Passage du texte:
########################################

En finir avec le mythe de la première fois

Résumé

« Perdre sa virginité », le faire « pour la première fois », « percer son hymen », les expressions entourant la découverte du plaisir sont pas mal poussiéreuses et se pensent souvent autour de la sacro-sainte pénétration. Et si on déconstruisait tout ça un peu?

Je ne devais pas avoir beaucoup plus de 15 ans. Mes amies se regroupaient autour de l’une d’entre nous : « Aloooors, tu l’as fait ? » Torse bombé, visage rougissant de fierté, elle répondait : « Oui, je l’ai fait. » On n’avait pas besoin de préciser de quoi on parlait, c’était tacite.

La « première fois ».

Je m’en faisais une montagne. Ce serait sûrement doux, beau, et ça ferait mal aussi. Tout le monde le disait. Je me souviens de me demander quand ça m’arriverait. Si ça pouvait être comme dans les films romantiques. Si ça allait être tendre. Avec qui ça se passerait. Moi qui n’attirais pas forcément les garçons. Moi qui, à l’époque, me pensais hétéro, surtout.

La toute, toute première fois

Et puis j’ai rencontré une fille. Cette fille m’a fait comprendre qui j’étais, ou plutôt ce que j’étais. Lesbienne. On a discuté, beaucoup, on s’est dit qu’on était amoureuses, c’est devenu ma blonde, puis on s’est retrouvées chez moi. Et une fois enfermées dans ma chambre, on s’est vraiment rapprochées. 

C’était romantique, beau et doux.

Mais je n’ai pas eu mal, alors ça ne correspondait pas vraiment aux images préconçues que j’avais. Je n’ai pas eu l’impression de la faire, cette première fois.

########################################

Données recueillies:

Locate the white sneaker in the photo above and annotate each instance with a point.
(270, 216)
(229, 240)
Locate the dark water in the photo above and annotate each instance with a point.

########################################

Consignes: Reprenez le texte sur le mythe de la première fois juste après sa dernière phrase et poursuivez-en le récit.

Résultat final:
Ce n’est que bien plus tard que je me suis rendu compte que c’était bel et bien le cas. C’était effectivement une première fois. Pourtant, je ne pouvais me départir de cette impression étrange : ça ne ressemblait pas du tout à cette montagne à laquelle je m’attendais. Ça ne correspondait pas à toutes ces histoires à la télé. Il n’y avait pas eu de quoi m’en faire perdre mon hymen. Pas de douleur. Pas de sang. Pas de pénétration avec un pénis, en fait.

C’est seulement quelques années après que j’ai réalisé : « Hey, attends, mais je ne suis pas vierge en fait ! ». Parce que j’avais, moi aussi, intégré cette idée selon laquelle il FALLAIT un pénis dans l’équation. Sinon, ce n’était que du touche-pipi, de l’enfantillage, pas vraiment un vrai truc. Je disais que j’étais vierge de pénis ; je disais que j’étais vierge, même, parfois. On pourrait parler d’homophobie intériorisée, mais ce n’est pas le sujet.

Mais c’est quoi être vierge alors ?

Le concept de la perte de virginité (surtout chez les femmes) servait avant tout à vérifier que la femme était pure avant le mariage. On en a déjà parlé dans cet autre article sur la virginité : cette expression cache surtout une réalité patriarcale. Notion sociale, culturelle et très religieuse, elle est souvent associée aux questions d’honneur et de pureté. Elle peut donc être utilisée pour contrôler le corps des femmes et leur liberté d’en disposer comme elles le souhaitent. 

De plus, la virginité peut être un fantasme pour les hommes, ce fantasme étant aussi lié à la domination masculine, comme si la femme vierge était l’appartenance de l’homme parce qu’elle n’en a jamais connu aucun avant.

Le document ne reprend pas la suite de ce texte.